Gute 15 Monate hat sich das schwarze Humor-Musical „Sweeney Todd“ in München am Staatstheater am Gärtnerplatz gehalten, seit es am 20. Februar 2009 seine Premiere feierte. Nun öffnete sich am 1. Juni 2010 zum letzten Mal der Vorhang für das barbarische Bühnenstück. Das Theater war so gut wie ausverkauft. „Sweeney Todd“ schien seine Anhänger in der bayerischen Landeshauptstadt gefunden zu haben.
Die Entwicklungen, die sich seit der Premiere eingespielt hatten, haben sich allesamt zum Positiven verändert. Lange spritzt nicht mehr das Blut quer über die Bühne, auch wenn im gleichnamigen Kinofilm mit Johnny Depp dies recht dramatisch ausgespielt wird. Trotz dieser Einsparung verfehlt das blutrünstige Treiben auf der Bühne keinesfalls seine Wirkung.
Ein motiviertes Team aus Solisten, Chor, Orchester und Ballett spielte sich gekonnt und überzeugend in die Herzen des Publikums.

§ Verständnis prüfen
1. Prüfen Sie, ob die Aussagen (a) bis (c) mit dem Text über das Musical „Sweeney Todd“ übereinstimmen. Antworten Sie jeweils mit Ja oder Nein und zitieren Sie die entscheidenden Worte wörtlich.
(a) Die Premiere fand am 20. Februar 2009 statt.
(b) Bei der letzten Vorstellung blieben viele Plätze im Theater leer.
(c) Durch die Einsparung verliert das Geschehen auf der Bühne an Wirkung.
2. An welchem Tag öffnete sich laut dem Text über das Musical „Sweeney Todd“ zum letzten Mal der Vorhang?
Die anschließenden Daten stammen aus einer anderen Quelle.

§ Daten

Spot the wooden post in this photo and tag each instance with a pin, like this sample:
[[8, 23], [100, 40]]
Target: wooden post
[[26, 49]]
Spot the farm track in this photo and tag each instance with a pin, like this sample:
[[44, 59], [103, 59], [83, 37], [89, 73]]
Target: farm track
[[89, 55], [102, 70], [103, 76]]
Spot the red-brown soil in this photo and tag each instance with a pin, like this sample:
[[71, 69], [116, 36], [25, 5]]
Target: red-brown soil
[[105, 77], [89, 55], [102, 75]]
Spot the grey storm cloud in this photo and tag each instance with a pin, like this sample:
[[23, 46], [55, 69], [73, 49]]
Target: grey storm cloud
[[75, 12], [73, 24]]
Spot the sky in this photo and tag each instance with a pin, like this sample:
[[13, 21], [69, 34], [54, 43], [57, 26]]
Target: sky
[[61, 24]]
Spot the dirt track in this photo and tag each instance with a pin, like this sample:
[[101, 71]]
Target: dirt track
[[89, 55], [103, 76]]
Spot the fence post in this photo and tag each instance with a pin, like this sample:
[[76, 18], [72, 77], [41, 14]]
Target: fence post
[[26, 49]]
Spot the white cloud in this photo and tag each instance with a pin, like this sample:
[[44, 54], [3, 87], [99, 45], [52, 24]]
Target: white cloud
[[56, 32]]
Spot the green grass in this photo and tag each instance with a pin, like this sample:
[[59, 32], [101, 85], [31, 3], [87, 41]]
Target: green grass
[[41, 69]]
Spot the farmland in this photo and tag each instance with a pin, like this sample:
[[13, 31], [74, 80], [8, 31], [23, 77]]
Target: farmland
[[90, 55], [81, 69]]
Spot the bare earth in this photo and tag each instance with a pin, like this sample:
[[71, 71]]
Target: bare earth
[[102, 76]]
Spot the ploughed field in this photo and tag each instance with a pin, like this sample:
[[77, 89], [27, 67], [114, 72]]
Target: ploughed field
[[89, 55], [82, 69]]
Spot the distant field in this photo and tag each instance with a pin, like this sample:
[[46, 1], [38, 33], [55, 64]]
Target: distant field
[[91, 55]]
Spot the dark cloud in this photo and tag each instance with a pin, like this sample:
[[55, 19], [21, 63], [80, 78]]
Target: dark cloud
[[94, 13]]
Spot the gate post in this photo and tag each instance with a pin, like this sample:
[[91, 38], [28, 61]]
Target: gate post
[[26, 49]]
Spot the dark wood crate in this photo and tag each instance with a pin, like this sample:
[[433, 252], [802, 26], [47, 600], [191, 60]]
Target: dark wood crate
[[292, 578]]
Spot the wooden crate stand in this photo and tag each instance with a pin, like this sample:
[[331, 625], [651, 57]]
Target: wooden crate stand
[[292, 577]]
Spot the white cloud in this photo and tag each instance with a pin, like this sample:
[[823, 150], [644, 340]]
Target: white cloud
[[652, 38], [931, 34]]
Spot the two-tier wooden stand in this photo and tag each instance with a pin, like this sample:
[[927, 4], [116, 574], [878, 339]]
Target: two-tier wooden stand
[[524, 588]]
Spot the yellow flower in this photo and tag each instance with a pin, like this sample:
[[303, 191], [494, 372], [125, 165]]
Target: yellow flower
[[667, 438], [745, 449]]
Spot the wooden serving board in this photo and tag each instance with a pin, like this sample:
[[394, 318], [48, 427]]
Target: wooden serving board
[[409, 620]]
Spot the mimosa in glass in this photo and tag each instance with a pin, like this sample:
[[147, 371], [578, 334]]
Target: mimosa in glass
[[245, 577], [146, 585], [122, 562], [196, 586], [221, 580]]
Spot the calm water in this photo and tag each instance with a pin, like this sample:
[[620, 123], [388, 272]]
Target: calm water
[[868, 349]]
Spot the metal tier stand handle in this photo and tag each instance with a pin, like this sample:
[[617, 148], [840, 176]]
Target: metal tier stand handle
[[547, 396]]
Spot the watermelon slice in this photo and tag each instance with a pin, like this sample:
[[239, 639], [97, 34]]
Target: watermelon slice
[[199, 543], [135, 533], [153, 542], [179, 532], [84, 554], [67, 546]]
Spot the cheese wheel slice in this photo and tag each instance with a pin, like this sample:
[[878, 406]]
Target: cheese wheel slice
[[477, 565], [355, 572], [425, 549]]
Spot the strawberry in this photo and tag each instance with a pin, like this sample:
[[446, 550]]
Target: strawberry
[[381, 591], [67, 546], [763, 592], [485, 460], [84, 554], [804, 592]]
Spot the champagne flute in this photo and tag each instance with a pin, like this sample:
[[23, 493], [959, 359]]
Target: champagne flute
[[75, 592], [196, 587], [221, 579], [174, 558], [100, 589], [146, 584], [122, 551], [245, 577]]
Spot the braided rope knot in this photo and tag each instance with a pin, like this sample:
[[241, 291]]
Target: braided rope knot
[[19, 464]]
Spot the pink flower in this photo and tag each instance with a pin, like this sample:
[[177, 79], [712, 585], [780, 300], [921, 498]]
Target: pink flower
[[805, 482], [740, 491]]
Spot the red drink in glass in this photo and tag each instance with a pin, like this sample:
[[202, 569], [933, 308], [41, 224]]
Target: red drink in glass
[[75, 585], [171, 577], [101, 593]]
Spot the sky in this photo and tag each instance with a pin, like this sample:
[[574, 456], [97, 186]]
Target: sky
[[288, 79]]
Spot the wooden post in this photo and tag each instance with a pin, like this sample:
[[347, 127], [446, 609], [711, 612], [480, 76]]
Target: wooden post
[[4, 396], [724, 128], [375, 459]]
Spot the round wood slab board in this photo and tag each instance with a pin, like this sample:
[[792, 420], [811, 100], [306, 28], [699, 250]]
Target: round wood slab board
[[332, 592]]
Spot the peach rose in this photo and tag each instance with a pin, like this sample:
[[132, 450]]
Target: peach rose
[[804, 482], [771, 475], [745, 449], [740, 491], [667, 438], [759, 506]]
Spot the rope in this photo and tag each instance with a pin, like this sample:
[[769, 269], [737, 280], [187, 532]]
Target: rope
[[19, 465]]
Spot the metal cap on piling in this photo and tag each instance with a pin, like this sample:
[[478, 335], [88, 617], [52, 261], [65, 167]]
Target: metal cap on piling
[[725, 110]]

§ Ergebnisse der Übung
1.
(a) Ja: „seit es am 20. Februar 2009 seine Premiere feierte“
(b) Nein: „Das Theater war so gut wie ausverkauft.“
(c) Nein: „Trotz dieser Einsparung verfehlt das blutrünstige Treiben auf der Bühne keinesfalls seine Wirkung.“

2. Am 1. Juni 2010.